> Problem details
From the text about MacMillan's music, copy the part that opens with the words containing "A salient fact" and closes with "his distinctive voice.".
++++ Exercise text ++++
His now vast output has frequently centred on the persecuted and suffering: in particular, on los desaparecidos, victims of the Argentinian dictatorship, and the issue of South American liberation theology. His opera Inés de Castro explores a young female royal victim of Spanish-Portuguese hatred in the 14th century. Isobel Gowdie censures the mid-17th century witch-hunts.

The BBC chorus’s part in Fiat Lux was mainly, though not entirely, in Latin. MacMillan, as a deep-thinking Roman Catholic, has no trouble in working in this language, and his symphonies and concertos often bear Latin titles. Fiat Lux — “Let There Be Light” — belongs among his finest works to date. It is scored for large orchestra, large chorus, and two soloists. Both — soprano (Mary Bevan) and baritone (Roderick Williams) — delivered superlative performances.

In Part Four, the baritone intones “You are the Light of the World” (described as an arioso), in one of the five sections in which, as so often before, the composer reveals phenomenal skill in the deployment of percussion (plus harp and celesta) — also evident where it underscores or battles the chorus in the third section.

The soprano is given rein, both opening the third section (“Litany of Light”) and in the fourth. She pairs appealingly with her opposite number twice, as in the section “Hymn: Cathedral of Light”.

A salient fact about MacMillan is his endless ability to avoid cliché: though he is steeped in great musical works of the past, we hear his distinctive voice.

The opening movement is extraordinarily dark and mysterious. The fourth demonstrates a miraculous use of soft percussion. The third is positively explosive: Macmillan has written excitingly at full belt ever since one of his most massive early works, Into the Ferment (now happily recorded on Chandos). Part Three turns into a remarkable dancing mode: contrast is something that he learned early.
++++ Information shown ++++
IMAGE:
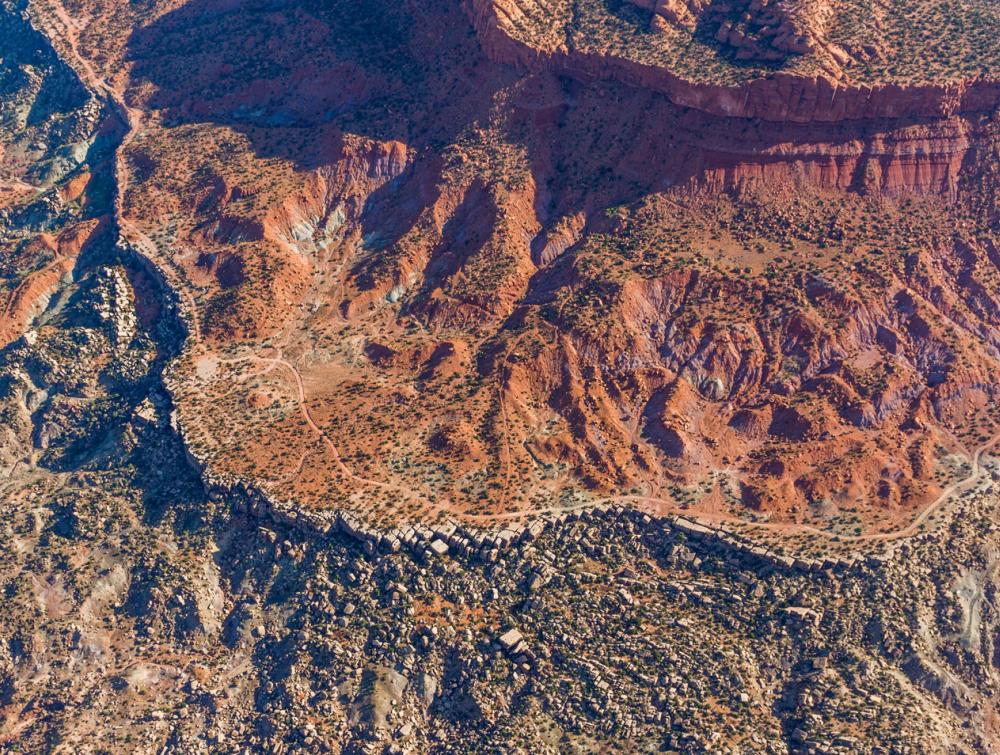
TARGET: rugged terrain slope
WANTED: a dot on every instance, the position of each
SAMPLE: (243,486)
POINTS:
(545,378)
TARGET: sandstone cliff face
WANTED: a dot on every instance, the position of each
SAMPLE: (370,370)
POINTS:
(780,96)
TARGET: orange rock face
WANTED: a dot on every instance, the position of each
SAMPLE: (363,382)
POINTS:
(433,269)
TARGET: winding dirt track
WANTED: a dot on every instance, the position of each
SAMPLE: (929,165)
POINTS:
(52,14)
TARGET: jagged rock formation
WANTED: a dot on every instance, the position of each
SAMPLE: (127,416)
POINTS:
(777,62)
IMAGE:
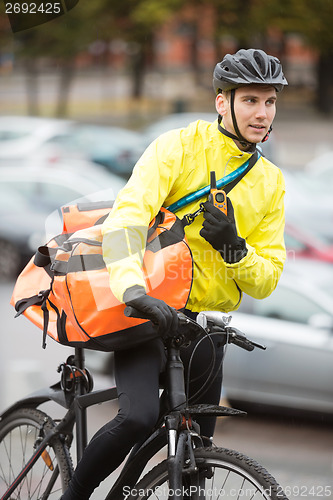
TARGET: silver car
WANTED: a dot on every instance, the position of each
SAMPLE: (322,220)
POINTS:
(296,325)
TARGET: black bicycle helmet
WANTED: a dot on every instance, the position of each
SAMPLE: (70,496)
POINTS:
(246,67)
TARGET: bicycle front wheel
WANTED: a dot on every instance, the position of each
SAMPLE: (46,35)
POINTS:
(222,473)
(20,434)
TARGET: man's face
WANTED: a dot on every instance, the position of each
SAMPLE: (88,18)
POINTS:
(254,109)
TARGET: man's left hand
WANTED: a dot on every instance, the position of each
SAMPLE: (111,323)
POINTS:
(221,232)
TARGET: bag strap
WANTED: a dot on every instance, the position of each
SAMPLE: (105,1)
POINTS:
(231,179)
(253,160)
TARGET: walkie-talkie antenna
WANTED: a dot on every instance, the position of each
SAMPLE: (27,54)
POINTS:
(212,180)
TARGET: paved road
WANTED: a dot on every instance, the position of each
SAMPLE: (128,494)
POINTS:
(298,453)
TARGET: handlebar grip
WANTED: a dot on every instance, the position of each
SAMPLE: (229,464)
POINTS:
(243,343)
(132,312)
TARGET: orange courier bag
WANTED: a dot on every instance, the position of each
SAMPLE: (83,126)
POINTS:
(65,290)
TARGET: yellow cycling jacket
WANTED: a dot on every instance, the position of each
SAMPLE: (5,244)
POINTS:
(176,164)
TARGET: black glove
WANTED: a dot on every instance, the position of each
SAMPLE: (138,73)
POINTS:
(164,316)
(220,231)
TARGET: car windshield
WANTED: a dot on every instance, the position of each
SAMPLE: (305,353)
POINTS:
(285,303)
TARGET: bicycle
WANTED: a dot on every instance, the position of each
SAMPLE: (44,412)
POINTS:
(35,449)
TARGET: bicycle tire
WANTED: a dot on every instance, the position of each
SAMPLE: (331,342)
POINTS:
(223,473)
(20,431)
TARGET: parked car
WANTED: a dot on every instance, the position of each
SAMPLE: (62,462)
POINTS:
(320,171)
(115,148)
(29,199)
(30,139)
(300,243)
(307,206)
(296,325)
(22,136)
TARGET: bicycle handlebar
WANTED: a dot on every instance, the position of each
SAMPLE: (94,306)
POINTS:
(216,318)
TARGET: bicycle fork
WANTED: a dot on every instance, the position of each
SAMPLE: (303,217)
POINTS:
(182,470)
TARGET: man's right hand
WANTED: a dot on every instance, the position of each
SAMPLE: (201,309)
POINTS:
(164,316)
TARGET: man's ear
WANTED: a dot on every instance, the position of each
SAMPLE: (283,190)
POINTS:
(222,104)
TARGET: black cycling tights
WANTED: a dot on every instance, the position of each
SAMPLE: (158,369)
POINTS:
(137,374)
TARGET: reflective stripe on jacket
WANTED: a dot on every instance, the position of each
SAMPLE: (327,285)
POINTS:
(176,164)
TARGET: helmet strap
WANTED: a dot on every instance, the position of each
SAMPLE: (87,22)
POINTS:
(267,135)
(233,136)
(240,138)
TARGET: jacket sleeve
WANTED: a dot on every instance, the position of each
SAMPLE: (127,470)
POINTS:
(125,229)
(258,273)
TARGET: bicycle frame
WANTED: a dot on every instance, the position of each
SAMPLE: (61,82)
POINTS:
(178,432)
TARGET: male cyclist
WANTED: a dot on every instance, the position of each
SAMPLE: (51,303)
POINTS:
(241,252)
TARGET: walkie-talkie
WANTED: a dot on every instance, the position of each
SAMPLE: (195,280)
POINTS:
(217,196)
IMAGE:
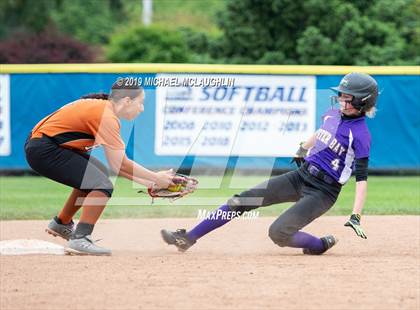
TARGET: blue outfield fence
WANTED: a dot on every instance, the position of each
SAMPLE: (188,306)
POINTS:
(261,116)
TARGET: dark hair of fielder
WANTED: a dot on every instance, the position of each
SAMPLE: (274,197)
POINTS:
(117,92)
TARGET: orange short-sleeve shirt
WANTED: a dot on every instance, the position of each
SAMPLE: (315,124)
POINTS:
(82,125)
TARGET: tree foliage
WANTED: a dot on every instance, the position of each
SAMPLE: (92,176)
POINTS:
(147,44)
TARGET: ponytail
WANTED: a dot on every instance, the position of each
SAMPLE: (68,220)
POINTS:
(101,96)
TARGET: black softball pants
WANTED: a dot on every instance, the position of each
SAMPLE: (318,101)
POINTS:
(77,170)
(313,198)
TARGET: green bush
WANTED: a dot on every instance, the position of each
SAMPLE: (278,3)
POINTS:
(147,44)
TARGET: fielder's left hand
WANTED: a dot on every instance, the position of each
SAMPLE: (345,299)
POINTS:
(354,222)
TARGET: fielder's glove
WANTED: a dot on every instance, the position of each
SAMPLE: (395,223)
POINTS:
(184,185)
(354,222)
(300,154)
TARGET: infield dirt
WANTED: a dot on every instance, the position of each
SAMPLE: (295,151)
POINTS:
(235,267)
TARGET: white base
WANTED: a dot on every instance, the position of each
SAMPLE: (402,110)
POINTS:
(29,246)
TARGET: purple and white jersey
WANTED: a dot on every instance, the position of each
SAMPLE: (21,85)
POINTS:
(338,143)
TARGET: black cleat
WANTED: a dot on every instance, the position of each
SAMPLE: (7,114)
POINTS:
++++
> Result
A salient fact about MacMillan is his endless ability to avoid cliché: though he is steeped in great musical works of the past, we hear his distinctive voice.